Brief —
In the copy, keep every record exact and leave out all images.

Given entries —
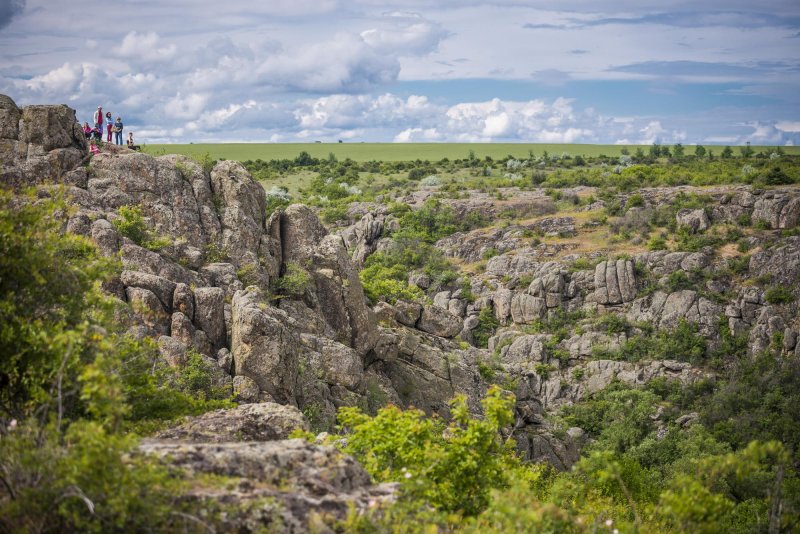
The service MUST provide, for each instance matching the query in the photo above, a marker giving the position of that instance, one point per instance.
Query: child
(131, 144)
(118, 131)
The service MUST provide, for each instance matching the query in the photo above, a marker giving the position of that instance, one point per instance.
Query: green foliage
(71, 383)
(85, 481)
(49, 304)
(294, 282)
(388, 284)
(487, 324)
(131, 224)
(451, 467)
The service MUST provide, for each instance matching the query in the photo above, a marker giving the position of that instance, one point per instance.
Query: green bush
(487, 324)
(131, 224)
(779, 295)
(294, 282)
(452, 467)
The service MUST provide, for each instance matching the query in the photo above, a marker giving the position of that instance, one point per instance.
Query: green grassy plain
(400, 151)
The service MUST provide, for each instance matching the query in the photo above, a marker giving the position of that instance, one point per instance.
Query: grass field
(398, 151)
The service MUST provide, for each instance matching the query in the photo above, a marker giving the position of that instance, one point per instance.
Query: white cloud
(405, 34)
(185, 107)
(144, 47)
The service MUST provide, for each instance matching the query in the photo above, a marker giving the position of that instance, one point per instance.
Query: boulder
(526, 309)
(439, 322)
(9, 118)
(147, 306)
(694, 220)
(250, 422)
(263, 348)
(161, 287)
(288, 485)
(209, 314)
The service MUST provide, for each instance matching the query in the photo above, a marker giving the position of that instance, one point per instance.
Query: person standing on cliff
(118, 131)
(98, 118)
(109, 125)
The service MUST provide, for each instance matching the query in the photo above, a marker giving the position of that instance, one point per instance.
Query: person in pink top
(109, 125)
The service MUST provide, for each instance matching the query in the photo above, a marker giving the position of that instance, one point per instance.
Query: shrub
(131, 224)
(779, 295)
(294, 282)
(451, 467)
(487, 324)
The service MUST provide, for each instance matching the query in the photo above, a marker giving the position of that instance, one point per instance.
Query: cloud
(144, 47)
(405, 34)
(10, 9)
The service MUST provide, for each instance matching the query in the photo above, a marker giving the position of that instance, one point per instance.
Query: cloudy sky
(573, 71)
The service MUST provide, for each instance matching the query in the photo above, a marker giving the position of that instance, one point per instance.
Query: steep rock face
(339, 296)
(284, 486)
(39, 144)
(249, 422)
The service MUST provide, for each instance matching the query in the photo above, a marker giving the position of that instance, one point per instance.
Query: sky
(567, 71)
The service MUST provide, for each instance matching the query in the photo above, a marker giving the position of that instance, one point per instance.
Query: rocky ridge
(218, 286)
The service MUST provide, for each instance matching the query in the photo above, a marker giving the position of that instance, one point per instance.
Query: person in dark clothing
(118, 131)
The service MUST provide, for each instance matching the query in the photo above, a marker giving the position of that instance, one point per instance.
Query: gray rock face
(780, 209)
(9, 118)
(148, 307)
(362, 238)
(695, 220)
(526, 309)
(209, 314)
(786, 255)
(339, 295)
(251, 422)
(263, 349)
(161, 287)
(614, 282)
(289, 485)
(439, 322)
(39, 144)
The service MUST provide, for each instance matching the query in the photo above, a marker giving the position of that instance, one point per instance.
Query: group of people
(106, 124)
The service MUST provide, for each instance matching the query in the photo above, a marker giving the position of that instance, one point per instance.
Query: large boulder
(336, 287)
(694, 220)
(9, 118)
(51, 127)
(263, 348)
(250, 422)
(209, 314)
(286, 486)
(439, 322)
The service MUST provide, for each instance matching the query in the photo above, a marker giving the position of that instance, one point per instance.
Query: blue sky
(456, 70)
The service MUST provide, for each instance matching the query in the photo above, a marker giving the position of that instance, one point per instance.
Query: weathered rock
(407, 313)
(9, 118)
(147, 306)
(526, 309)
(106, 238)
(288, 486)
(263, 349)
(439, 322)
(209, 314)
(251, 422)
(695, 220)
(161, 287)
(245, 389)
(183, 300)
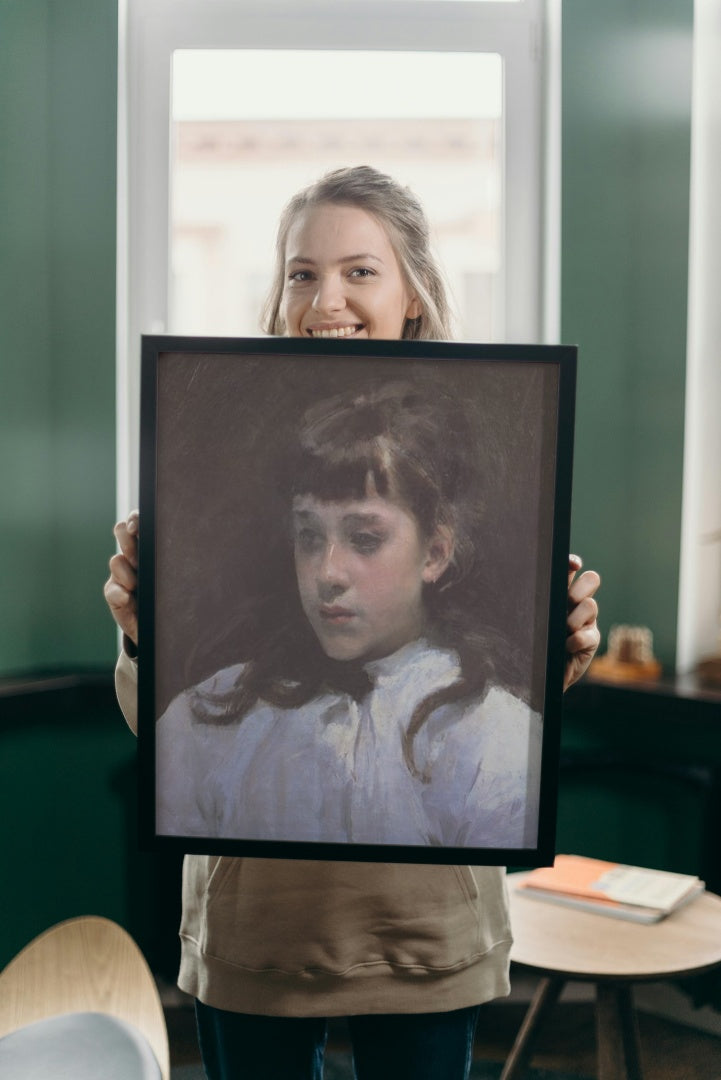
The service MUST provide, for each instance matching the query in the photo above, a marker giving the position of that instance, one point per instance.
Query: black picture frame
(217, 417)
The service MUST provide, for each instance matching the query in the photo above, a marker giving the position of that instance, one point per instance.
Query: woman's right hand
(121, 588)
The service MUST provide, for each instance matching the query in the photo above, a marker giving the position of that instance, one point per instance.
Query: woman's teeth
(336, 332)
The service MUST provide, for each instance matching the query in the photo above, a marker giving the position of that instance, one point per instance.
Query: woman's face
(342, 278)
(361, 568)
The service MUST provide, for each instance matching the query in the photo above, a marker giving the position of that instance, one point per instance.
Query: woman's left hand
(583, 635)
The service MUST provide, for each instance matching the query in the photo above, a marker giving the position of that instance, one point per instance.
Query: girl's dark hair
(417, 444)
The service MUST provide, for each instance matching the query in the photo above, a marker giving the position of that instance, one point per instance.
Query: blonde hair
(400, 213)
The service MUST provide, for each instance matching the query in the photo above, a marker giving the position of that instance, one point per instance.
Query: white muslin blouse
(332, 770)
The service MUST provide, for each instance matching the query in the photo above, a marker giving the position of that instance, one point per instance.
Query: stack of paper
(624, 892)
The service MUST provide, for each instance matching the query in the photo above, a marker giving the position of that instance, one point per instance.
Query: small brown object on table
(563, 944)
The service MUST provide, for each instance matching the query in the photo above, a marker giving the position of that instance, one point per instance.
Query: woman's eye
(309, 541)
(366, 543)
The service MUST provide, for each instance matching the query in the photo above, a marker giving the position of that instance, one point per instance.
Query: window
(447, 95)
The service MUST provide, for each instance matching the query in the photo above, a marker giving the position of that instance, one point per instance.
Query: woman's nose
(329, 297)
(332, 572)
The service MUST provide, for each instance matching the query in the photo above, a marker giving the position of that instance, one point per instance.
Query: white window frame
(525, 34)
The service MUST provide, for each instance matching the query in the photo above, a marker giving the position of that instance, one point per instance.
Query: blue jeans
(403, 1047)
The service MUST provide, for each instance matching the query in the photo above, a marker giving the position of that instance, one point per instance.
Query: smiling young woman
(272, 947)
(343, 278)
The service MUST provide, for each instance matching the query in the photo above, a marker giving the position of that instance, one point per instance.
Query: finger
(587, 584)
(123, 608)
(584, 613)
(126, 536)
(583, 642)
(123, 572)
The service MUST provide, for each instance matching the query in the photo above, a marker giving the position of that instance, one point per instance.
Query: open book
(614, 889)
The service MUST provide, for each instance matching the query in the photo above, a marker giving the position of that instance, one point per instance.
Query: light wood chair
(87, 964)
(562, 944)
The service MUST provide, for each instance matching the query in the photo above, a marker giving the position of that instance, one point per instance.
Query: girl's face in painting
(342, 278)
(361, 567)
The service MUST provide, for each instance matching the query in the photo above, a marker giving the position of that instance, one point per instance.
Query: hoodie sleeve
(126, 689)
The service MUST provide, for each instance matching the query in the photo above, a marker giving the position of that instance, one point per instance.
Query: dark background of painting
(220, 521)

Exercise answer —
The service MUST provide, for each instance matching the query in the photo above, a marker giving the position of that instance, one point per instance.
Query: child
(131, 144)
(118, 131)
The service MUST provide, for each instance matching the query in the photo above, a marker giving the position of that instance, one point per instance.
Query: green foliage
(71, 383)
(85, 481)
(49, 304)
(294, 282)
(388, 284)
(487, 324)
(131, 224)
(451, 467)
The service MUST provide, for each instance matching the query in the photo above, a marker giving the position of that instance, one point per instance.
Query: green bush
(487, 324)
(131, 224)
(779, 295)
(294, 282)
(452, 467)
The service MUST provide, for each instance matching the query in the photo above, a marker giving the position of that instance, one point per instance.
Query: green grassy plain
(400, 151)
The service MUST provide, for each instance matching the query in the photo above, a marker giving the position of that instance, one point per instance.
Query: grass field
(398, 151)
The service MUST provide, for each instance matching the query in the photo above, a marker giving the position of that instance, one point per instance.
Query: white cloud
(405, 34)
(185, 107)
(144, 47)
The service MUST provide, for each instance matching the query in the photo above, a marker giving the position of that instance, one point per instance.
Query: boulder
(526, 309)
(439, 322)
(9, 118)
(147, 306)
(694, 220)
(250, 422)
(263, 348)
(161, 287)
(288, 485)
(209, 314)
The service MUST provide, for each instance matching the query in the photo above, a marker giving the position of that instance, one point per instance.
Query: person standing on cliff
(118, 131)
(98, 118)
(109, 125)
The service MUST provide, for each instance matching the query in the photo above, a marker giving the position of that instance, one point per instance.
Query: person in pink top
(109, 125)
The service MUST provide, for each instance matching the query in the photo above, a marker giving the position of that instance, one point per instance.
Query: shrub
(131, 224)
(779, 295)
(294, 282)
(451, 467)
(487, 324)
The service MUST provide, for each instance matching the query in the photo above, a marker giving the position of that instance, one point per instance.
Query: cloud
(144, 47)
(405, 34)
(10, 9)
The service MUST provide, for each instance matching the query in the photo above, a marker giving the position of that instance, one point per instance.
Query: cloudy sky
(573, 71)
The service MUST provide, for each instance matching the query in the photo above, a marker giving the position of that instance, one point per instance.
Query: steep rock face
(339, 296)
(284, 486)
(39, 144)
(249, 422)
The service MUST provide, for each instance matching the query in the photo above, a marker giving the position of that instance, one point per instance.
Query: sky
(567, 71)
The service MUST provide, for each instance matching the query in the photo above, a marker giving the position of that instance, one point per instance.
Query: rocky ridge
(218, 286)
The service MUST provide, for each instance matching the query in the photo above, a marker giving the position of that instance, one point per instance.
Query: person in dark clothing
(118, 131)
The service MUST provide, for each instance matching the query in the photo above, a marker giving the position of that instance, one point per instance.
Query: gray rock face
(780, 209)
(9, 118)
(148, 307)
(362, 238)
(695, 220)
(526, 309)
(209, 314)
(786, 255)
(339, 295)
(251, 422)
(263, 349)
(161, 287)
(614, 282)
(289, 485)
(439, 322)
(39, 144)
The service MUST provide, for each instance matching the query in the photo above, a marker giving the position of that instance, one point per instance.
Query: group of people
(106, 124)
The service MUST provide, for each instance matching the query in the photo above, a marker giving the position of that instance, one point per instance.
Query: large boulder
(336, 287)
(694, 220)
(9, 118)
(51, 127)
(263, 348)
(250, 422)
(209, 314)
(286, 486)
(439, 322)
The service MUST provide, for each instance matching the query in the photo above, a marker giving the position of that instance, one point per instance.
Query: blue sky
(456, 70)
The service MUST provide, for each instance matching the query in the photo above, a marker giving the position of that instance, one point per instance.
Query: weathered rock
(407, 313)
(9, 118)
(147, 306)
(526, 309)
(106, 238)
(288, 486)
(263, 349)
(439, 322)
(209, 314)
(251, 422)
(695, 220)
(161, 287)
(245, 389)
(183, 300)
The service MUST provide, for each instance matching the query in the photo above, a marker giving the position of that instance, one point per instance.
Query: black picture frame
(217, 417)
The service MUST provide, for each instance matching the query in the photo above, a marker giving the position of that instance, one point per instance.
Query: woman's right hand
(121, 588)
The service MUST provide, for each instance matching the query in the photo above, a marker giving the position of that instance, one point per instance.
Query: woman's teeth
(336, 332)
The service MUST provide, for each instance matching the query in the photo above, a marker giving the position of that instance, one point per instance.
Query: woman's face
(342, 278)
(361, 568)
The service MUST provide, for each instance matching the query in the photo above, a marker giving the position of that instance, one point per instance.
Query: woman's left hand
(583, 635)
The service MUST provide, for each instance matching the query in the photo above, a marker giving the position of that instance, one point per instance.
Query: girl's dark hair
(417, 444)
The service MUST provide, for each instance matching the query in the photo above, a marker giving the position of that instance, one point per instance.
Query: blonde hair
(400, 213)
The service MUST provide, for each instance matching the query in the photo above, a marker giving the position of that instance, one point per instance.
Query: white muslin blouse
(332, 770)
The service MUST provide, for each instance matching the query in the photo above, a marker giving the position of that instance, one point per instance.
Query: stack of paper
(624, 892)
The service MUST provide, for each instance matching the query in the photo above, a marker giving the position of that instance, one point per instance.
Query: small brown object on table
(563, 944)
The service MUST provide, for each instance matching the query in the photo above, a marker giving the position of that instance, one point per instance.
Query: woman's eye
(309, 541)
(366, 543)
The service MUST provide, for each instance matching the query in the photo above, a marker giving the position of that instance, one point per instance.
Query: window
(447, 95)
The service MUST provide, for each instance matching the query in the photo above, a marker giving the position of that instance, one point per instance.
Query: woman's nose
(329, 297)
(332, 572)
The service MUST provide, for each instance matching the query in the photo above, a marker giving the position of that instance, one point per instance.
Query: white window frame
(525, 34)
The service MUST provide, for each instance matching the query in the photo above, a marker giving the position of that instance, one point per instance.
Query: blue jeans
(403, 1047)
The service MUST provide, for each instance matching the query in the photo above, a marker giving the position of that instance, one point per instance.
Query: smiling young woman
(272, 947)
(343, 278)
The service MUST provide, for each instance matching the query in the photo above, a marker giving the position of that instance, one point per instance.
Query: finger
(587, 584)
(123, 608)
(584, 613)
(126, 536)
(583, 642)
(123, 572)
The service MUST provide, for each instance matching the query in the photo above, a marker giving the position of that instance, one point per instance.
Query: open book
(614, 889)
The service MUST provide, for each instance matching the query in the photo above, a marker giving the position of that instance, one point per instance.
Query: light wood chair
(87, 964)
(562, 944)
The service MUST provide, for each instance matching the query in the photo above, a marker giving the position of that instance, one point per instance.
Query: girl's face in painting
(342, 278)
(361, 567)
The service MUST provide, for each instance matching the query in the photo above, a marker giving the position of that instance, one point per instance.
Query: hoodie sleeve
(126, 689)
The service MUST provide, for each instance matching the query in the photo above, a marker giving the position of that instance, one point per instance.
Query: dark background of painting
(220, 521)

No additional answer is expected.